=== Reading passage ===

Both parents challenge the court's findings under the four prongs of the best interest test governing termination of parental rights. The test is stated in N.J.S.A. 30:4C-15.1a as follows:

(1) The child's safety, health or development has been or will continue to be endangered by the parental relationship;

(2) The parent is unwilling or unable to eliminate the harm facing the child or is unable or unwilling to provide a safe and stable home for the child and the delay of permanent placement will add to the harm. Such harm may include evidence that separating the child from his resource family parents would cause serious and enduring emotional or psychological harm to the child;

(3) The division has made reasonable efforts to provide services to help the parent correct the circumstances which led to the child's placement outside the home and the court has considered alternatives to termination of parental rights; and

(4) Termination of parental rights will not do more harm than good.

The four prongs of this test "are not discrete and separate"; rather, they "relate," "overlap" and "provide a comprehensive standard that identifies a child's best interests." In re K.H.O., 161 N.J. 337, 348 (1999). In recognition of the parents' constitutional right to rear their children, clear and convincing proof of the essential components of the standard is required. Id. at 346-48.

"Harm, in this context, involves the endangerment of the child's health and development resulting from the parental relationship." Id. at 348. "Although a particularly egregious single harm can trigger the standard, the focus is on the effect of harms arising from the parent-child relationship over time on the child's health and development." Ibid. Here the parents' arrest for possession of heroin occurred in circumstances that required A.V.'s placement with a relative in order to eliminate the obvious dangers inherent in leaving a two-and-one-half-year-old without any supervision or care. Although we could not conclude that this brief period of endangerment amounted to an egregious harm, the trial court's finding of harm did not rest on that incident alone but on the impact of the parents' subsequent conduct, which prevented them from reassuming their parental role when they were released from custody. A finding of harm requires a "focus upon whether . . . the parents are giving the child the nurture and affection" that is not a function of their financial resources. N.J. Div. of Youth & Family Servs. v. A.W., 103 N.J. 591, 607 (1986). Here, the parents withdrew their nurture and care from A.V. for extended periods by failing to keep in touch with S.V., who was caring for A.V., the maternal grandparents, and the Division. See

K.H.O., supra, 161 N.J. at 352 (concluding that a mother's failure to provide continuing care for her child or to take any measures to help her child following the initial harm was properly considered as a harm under the first prong of the statutory test). Accordingly, we reject the parents' claim that there was inadequate evidence of harm to prove the first prong.

We have considered the record in light of the parents' arguments on the remaining three prongs and concluded that they lack sufficient merit to warrant discussion beyond the observations that follow. R. 2:11-3(e)(1)(E). Kinship legal guardianship was not an available alternative to termination of parental rights in this case, because S.V. was willing to adopt A.V.; moreover, the trial court was not wide of the mark in concluding that A.V.'s need for permanency precluded affording the parents additional time to address their addiction to a point that would permit them to function as A.V.'s parents. See N.J. Div. of Youth & Family Servs. v. P.P., 180 N.J. 494, 508-09 (2004) (discussing kinship legal guardianship, its relationship to termination and parents continued inability to assume responsibility for a child's care); In re G.P.B., Jr., 161 N.J. 396, 404 (1999) (discussing the child's right to permanency).

=== Dataset excerpt ===

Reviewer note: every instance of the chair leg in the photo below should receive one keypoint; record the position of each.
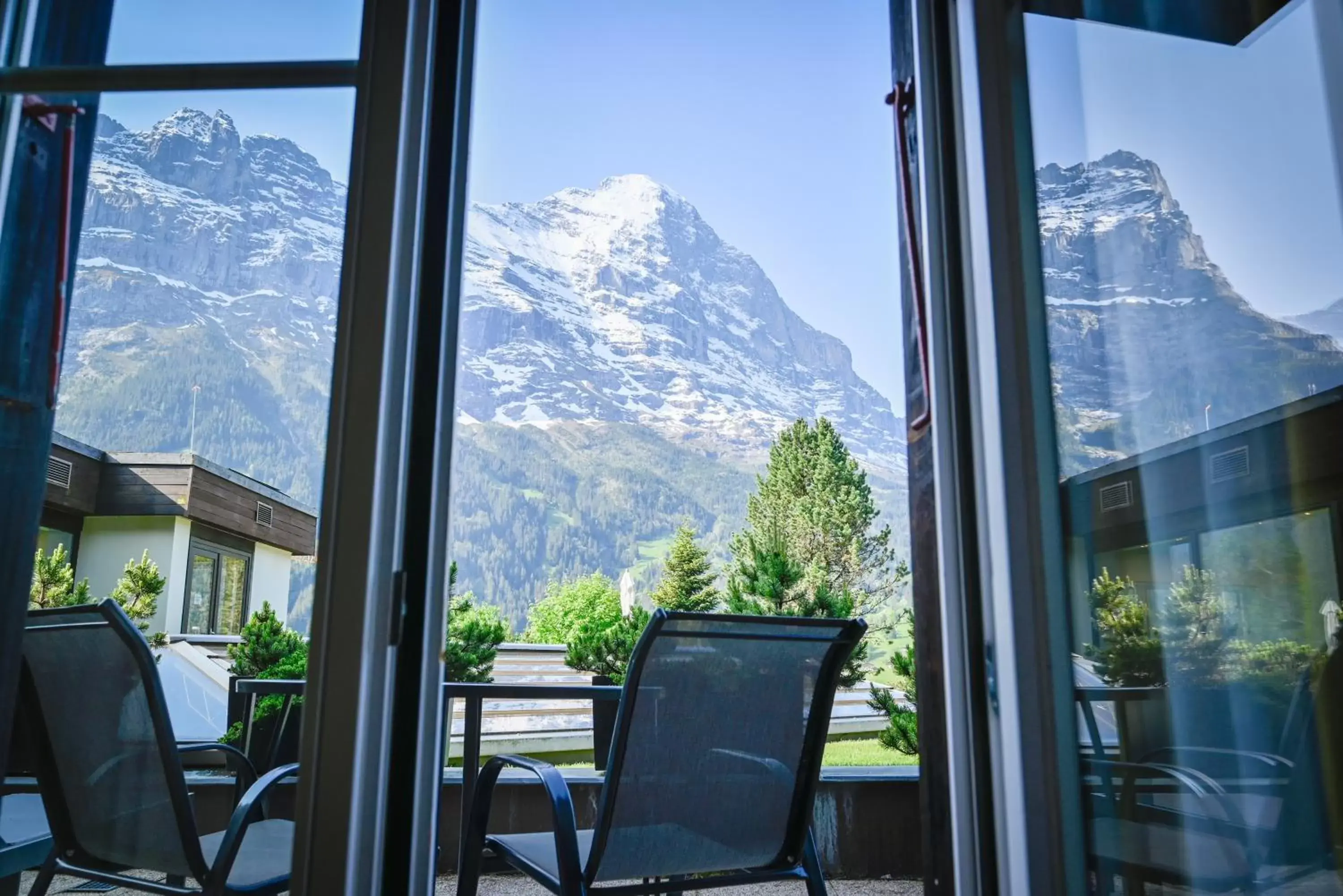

===

Task goal:
Can you copy the opinion excerpt from the words "(3) The division" through "harm than good.", replacing "reasonable efforts" with "diligent efforts"?

Solution to this exercise:
(3) The division has made diligent efforts to provide services to help the parent correct the circumstances which led to the child's placement outside the home and the court has considered alternatives to termination of parental rights; and

(4) Termination of parental rights will not do more harm than good.